▶ **What to produce**
Your answer should be every line with the word "plant", copied from the data below.

+ + + + + + +

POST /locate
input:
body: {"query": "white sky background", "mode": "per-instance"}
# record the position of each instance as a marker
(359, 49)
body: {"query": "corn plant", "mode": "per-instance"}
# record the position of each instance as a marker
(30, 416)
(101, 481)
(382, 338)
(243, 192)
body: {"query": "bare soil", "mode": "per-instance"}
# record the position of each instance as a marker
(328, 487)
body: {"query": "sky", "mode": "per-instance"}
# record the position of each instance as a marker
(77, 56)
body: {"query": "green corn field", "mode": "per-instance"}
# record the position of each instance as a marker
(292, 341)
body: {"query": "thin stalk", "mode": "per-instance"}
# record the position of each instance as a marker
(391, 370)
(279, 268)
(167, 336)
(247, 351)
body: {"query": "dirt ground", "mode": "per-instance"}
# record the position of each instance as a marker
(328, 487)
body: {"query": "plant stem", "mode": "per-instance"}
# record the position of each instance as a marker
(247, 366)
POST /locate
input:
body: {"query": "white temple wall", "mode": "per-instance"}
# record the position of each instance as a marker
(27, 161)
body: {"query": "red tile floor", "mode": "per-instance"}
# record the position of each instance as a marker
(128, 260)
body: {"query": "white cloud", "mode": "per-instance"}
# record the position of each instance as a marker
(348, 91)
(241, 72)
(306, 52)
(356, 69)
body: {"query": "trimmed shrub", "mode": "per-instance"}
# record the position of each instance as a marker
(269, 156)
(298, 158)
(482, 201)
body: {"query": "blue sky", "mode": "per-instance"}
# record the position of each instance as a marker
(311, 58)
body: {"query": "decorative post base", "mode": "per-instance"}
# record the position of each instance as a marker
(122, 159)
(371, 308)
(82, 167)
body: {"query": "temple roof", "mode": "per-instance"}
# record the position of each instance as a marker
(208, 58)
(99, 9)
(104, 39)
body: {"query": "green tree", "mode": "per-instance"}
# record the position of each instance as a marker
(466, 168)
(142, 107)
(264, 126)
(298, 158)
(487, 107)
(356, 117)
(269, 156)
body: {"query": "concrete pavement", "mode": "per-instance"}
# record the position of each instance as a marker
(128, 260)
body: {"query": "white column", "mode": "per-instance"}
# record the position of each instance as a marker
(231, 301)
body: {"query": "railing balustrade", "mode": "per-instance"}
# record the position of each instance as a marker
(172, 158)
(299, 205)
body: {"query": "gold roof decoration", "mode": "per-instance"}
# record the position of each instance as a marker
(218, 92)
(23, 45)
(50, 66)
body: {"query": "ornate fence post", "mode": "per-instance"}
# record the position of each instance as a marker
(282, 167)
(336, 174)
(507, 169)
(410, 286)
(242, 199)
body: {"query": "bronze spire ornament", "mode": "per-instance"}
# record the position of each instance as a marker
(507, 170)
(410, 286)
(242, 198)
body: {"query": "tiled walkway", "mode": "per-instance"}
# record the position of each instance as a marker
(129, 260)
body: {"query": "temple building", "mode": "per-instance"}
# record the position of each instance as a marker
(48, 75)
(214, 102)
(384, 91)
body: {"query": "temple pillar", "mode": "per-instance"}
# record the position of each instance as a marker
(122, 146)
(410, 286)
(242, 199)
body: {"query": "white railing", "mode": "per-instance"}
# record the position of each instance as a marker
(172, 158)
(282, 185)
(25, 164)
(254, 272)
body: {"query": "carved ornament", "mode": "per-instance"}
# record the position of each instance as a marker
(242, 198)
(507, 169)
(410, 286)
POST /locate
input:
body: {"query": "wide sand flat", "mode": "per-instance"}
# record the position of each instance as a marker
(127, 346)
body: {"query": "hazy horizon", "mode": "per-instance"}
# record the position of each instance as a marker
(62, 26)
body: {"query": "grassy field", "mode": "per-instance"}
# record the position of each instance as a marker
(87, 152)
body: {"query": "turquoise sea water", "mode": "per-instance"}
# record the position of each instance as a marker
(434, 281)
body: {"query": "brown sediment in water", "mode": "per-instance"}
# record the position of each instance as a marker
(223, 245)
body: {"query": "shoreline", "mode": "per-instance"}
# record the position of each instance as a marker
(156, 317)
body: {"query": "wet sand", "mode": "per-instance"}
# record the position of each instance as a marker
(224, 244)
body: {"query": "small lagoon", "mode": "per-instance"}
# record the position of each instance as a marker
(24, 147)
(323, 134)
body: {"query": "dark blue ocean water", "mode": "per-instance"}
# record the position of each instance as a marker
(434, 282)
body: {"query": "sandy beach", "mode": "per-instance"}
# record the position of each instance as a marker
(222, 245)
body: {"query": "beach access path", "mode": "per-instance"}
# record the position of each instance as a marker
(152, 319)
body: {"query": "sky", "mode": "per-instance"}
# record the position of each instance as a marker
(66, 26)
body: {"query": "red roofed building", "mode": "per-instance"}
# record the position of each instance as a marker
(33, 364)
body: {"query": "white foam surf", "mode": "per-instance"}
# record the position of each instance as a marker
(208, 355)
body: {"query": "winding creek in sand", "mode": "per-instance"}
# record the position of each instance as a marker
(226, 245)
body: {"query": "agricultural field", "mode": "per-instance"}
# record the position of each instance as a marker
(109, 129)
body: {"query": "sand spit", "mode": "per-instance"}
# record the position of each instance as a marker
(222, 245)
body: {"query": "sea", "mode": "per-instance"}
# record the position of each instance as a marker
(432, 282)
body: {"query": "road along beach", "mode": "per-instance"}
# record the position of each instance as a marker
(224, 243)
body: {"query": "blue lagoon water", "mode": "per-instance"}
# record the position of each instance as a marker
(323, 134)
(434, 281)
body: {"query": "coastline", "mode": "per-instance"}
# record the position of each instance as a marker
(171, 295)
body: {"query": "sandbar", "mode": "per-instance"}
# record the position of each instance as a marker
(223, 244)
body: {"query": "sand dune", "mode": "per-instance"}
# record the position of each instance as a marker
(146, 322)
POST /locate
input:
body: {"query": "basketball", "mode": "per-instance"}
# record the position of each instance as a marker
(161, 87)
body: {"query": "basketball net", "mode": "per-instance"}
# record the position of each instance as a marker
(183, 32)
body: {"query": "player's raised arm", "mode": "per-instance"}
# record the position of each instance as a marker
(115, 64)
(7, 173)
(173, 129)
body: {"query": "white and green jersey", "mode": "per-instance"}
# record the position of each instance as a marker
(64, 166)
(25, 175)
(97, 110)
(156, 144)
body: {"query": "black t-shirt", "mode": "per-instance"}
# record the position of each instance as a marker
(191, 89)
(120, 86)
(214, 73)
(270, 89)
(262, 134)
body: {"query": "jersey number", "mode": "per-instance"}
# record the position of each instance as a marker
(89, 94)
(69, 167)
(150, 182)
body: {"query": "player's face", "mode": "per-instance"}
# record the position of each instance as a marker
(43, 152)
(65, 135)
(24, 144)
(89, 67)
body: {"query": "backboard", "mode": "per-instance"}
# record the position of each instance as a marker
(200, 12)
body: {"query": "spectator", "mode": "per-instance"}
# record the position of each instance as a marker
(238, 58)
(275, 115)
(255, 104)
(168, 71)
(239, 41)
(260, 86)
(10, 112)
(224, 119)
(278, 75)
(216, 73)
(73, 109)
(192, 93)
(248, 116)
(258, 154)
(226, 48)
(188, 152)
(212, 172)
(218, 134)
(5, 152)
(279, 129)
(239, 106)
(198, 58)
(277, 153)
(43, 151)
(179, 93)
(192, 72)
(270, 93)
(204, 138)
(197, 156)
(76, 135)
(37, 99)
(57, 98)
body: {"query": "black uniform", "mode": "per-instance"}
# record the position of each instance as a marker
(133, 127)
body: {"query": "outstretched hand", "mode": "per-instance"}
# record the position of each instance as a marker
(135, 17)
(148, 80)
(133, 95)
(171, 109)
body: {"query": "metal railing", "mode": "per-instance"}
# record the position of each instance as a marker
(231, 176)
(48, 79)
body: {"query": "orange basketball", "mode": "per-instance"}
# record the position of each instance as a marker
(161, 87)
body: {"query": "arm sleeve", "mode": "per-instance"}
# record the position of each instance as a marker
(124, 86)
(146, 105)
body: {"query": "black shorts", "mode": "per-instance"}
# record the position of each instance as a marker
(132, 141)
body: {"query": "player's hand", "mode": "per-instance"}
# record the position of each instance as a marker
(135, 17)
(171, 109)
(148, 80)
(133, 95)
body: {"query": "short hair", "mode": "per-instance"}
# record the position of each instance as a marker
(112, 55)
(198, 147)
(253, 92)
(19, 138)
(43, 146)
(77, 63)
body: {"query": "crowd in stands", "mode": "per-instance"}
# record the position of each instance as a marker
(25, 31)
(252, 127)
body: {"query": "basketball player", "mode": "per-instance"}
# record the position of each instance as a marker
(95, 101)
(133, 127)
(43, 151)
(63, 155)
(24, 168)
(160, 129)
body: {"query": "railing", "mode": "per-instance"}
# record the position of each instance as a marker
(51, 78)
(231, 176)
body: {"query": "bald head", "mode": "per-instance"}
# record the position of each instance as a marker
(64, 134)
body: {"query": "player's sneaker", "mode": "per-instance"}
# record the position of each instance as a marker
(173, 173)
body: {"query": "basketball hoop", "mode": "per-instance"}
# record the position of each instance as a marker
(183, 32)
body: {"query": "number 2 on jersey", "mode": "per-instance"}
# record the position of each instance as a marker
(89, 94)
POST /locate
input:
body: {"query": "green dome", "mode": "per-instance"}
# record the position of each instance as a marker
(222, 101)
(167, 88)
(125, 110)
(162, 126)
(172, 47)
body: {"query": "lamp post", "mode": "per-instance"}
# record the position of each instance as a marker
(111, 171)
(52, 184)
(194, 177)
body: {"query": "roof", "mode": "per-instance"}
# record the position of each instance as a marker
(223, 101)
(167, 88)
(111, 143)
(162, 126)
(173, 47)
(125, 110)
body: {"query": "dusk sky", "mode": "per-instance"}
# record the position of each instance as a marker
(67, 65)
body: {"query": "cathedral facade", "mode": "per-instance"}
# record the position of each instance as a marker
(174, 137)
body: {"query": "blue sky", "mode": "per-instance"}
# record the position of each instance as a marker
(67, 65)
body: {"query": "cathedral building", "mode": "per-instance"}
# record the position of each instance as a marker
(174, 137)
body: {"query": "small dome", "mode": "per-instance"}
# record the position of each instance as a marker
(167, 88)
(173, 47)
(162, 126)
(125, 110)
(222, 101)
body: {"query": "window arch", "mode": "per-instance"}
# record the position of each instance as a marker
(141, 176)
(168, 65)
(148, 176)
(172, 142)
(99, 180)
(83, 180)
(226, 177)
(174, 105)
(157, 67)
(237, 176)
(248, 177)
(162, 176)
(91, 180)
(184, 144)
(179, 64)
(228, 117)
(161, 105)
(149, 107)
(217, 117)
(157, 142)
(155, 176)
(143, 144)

+ + + + + + +

▶ **Output**
body: {"query": "corn plant", "mode": "per-instance"}
body: {"query": "plant stem", "mode": "per-instance"}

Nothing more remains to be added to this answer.